BEGIN Data listing

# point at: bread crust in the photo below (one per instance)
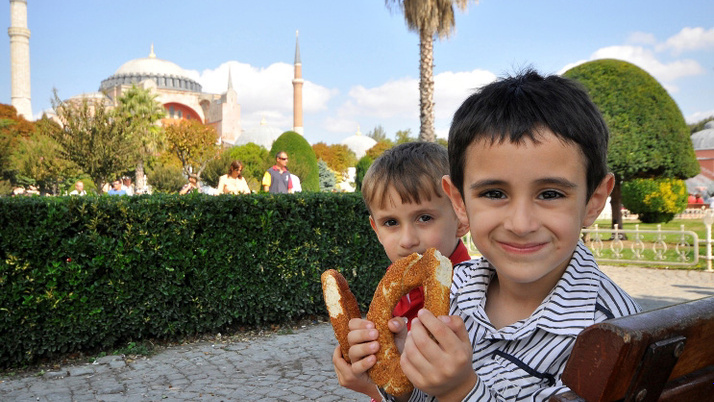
(341, 305)
(433, 272)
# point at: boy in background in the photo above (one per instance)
(410, 213)
(528, 170)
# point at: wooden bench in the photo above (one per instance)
(659, 355)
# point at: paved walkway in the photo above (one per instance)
(288, 367)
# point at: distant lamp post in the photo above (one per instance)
(708, 221)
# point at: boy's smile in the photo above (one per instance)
(526, 205)
(406, 228)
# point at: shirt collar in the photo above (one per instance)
(575, 292)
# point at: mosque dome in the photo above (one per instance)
(164, 73)
(263, 135)
(359, 144)
(704, 139)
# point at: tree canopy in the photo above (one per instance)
(141, 111)
(428, 18)
(648, 135)
(193, 143)
(92, 138)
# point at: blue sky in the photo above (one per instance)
(360, 63)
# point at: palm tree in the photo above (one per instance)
(140, 112)
(429, 18)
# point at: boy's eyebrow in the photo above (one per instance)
(554, 181)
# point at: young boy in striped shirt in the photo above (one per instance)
(409, 213)
(528, 170)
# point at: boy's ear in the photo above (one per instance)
(598, 199)
(374, 227)
(457, 202)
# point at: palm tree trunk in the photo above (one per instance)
(140, 178)
(426, 87)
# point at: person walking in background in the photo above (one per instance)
(127, 186)
(277, 178)
(191, 186)
(297, 187)
(116, 188)
(78, 189)
(233, 182)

END Data listing

* _Directions for this task_
Format the records as a numbered list with blank lines omitted, covering only the lines from the one containing "# point at: boy's eyebrow" through the end of the records, inclusive.

* _Solved problem_
1. # point at: boy's eyebrow in the photo above (one per instance)
2. (554, 181)
3. # point at: young boy in striped shirt in the photo above (one per instance)
4. (409, 213)
5. (528, 170)
6. # point at: boy's ear in the photo above (one per instance)
7. (598, 199)
8. (374, 227)
9. (457, 202)
10. # point at: palm tree trunk in the photo above (one per instance)
11. (140, 178)
12. (426, 87)
13. # point at: person walking in background in the photo above (one per instance)
14. (127, 186)
15. (277, 178)
16. (191, 186)
17. (297, 187)
18. (116, 188)
19. (78, 189)
20. (233, 182)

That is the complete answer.